◆ **Stated goal**
Take the line containing "Query: dried papery bract" and every line after it to the end of the material below; reproduce them exactly, without pictures.

┄┄┄┄┄┄

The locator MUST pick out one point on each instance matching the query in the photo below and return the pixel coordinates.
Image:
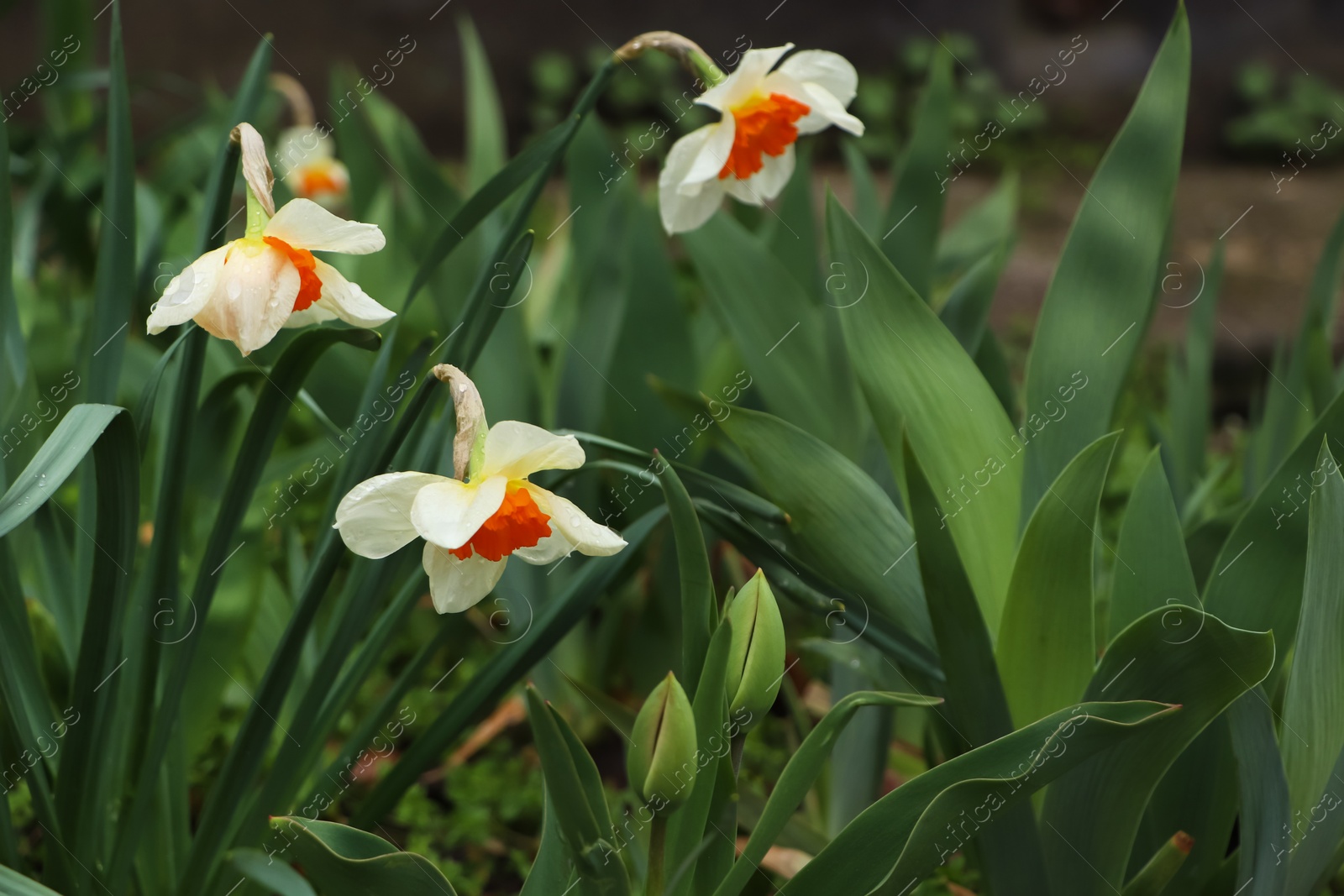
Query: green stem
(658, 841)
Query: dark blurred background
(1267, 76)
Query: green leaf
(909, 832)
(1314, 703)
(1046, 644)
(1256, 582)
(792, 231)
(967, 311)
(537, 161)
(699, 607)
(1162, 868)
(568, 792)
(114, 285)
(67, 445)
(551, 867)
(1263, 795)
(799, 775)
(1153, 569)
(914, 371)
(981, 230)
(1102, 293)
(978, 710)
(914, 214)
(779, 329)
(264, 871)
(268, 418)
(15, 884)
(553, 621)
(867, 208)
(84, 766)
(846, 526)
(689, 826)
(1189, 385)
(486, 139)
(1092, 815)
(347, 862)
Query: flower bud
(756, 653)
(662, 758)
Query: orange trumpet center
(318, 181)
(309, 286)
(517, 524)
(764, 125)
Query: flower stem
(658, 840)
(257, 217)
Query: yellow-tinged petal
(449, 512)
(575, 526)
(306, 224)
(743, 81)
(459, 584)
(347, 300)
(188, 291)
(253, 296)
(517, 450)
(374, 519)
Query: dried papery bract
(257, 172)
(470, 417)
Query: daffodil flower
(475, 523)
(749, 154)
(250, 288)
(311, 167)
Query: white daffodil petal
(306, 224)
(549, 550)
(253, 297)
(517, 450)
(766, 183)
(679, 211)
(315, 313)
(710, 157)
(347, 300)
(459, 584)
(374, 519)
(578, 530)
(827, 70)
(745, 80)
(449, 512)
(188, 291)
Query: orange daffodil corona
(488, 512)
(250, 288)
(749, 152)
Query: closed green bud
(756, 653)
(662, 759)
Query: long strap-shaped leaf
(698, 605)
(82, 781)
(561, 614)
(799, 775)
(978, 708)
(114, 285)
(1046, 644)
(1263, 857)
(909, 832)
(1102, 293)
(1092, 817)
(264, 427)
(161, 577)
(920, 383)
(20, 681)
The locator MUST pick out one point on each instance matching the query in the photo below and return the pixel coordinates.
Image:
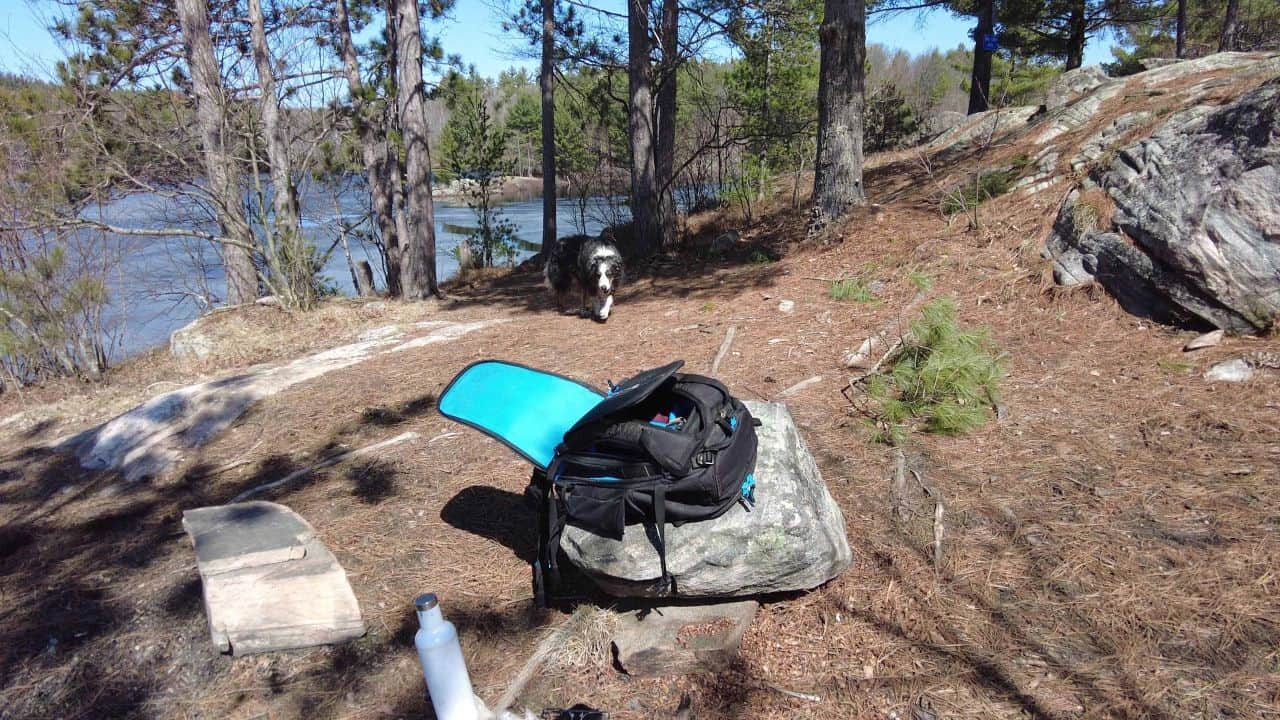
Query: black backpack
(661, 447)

┄┄┄┄┄┄

◆ **Task answer**
Query: dried papery bract
(257, 172)
(470, 417)
Query: daffodil flower
(475, 523)
(749, 154)
(250, 288)
(311, 167)
Query: white daffodil petal
(306, 224)
(549, 550)
(253, 297)
(517, 450)
(766, 183)
(679, 211)
(315, 313)
(710, 157)
(347, 300)
(459, 584)
(374, 519)
(578, 530)
(827, 70)
(745, 80)
(449, 512)
(188, 291)
Query: orange daffodil corona
(488, 512)
(250, 288)
(749, 152)
Query: closed green bud
(756, 653)
(662, 759)
Query: long strap-shaped leaf
(698, 605)
(82, 781)
(561, 614)
(799, 775)
(978, 708)
(114, 285)
(1046, 644)
(1263, 857)
(909, 832)
(1102, 293)
(1092, 817)
(264, 427)
(161, 577)
(920, 383)
(20, 681)
The locator MUST pick out one point on each instance matching the query in the photo below and return the pixel coordinates.
Image:
Query: black backpack
(661, 447)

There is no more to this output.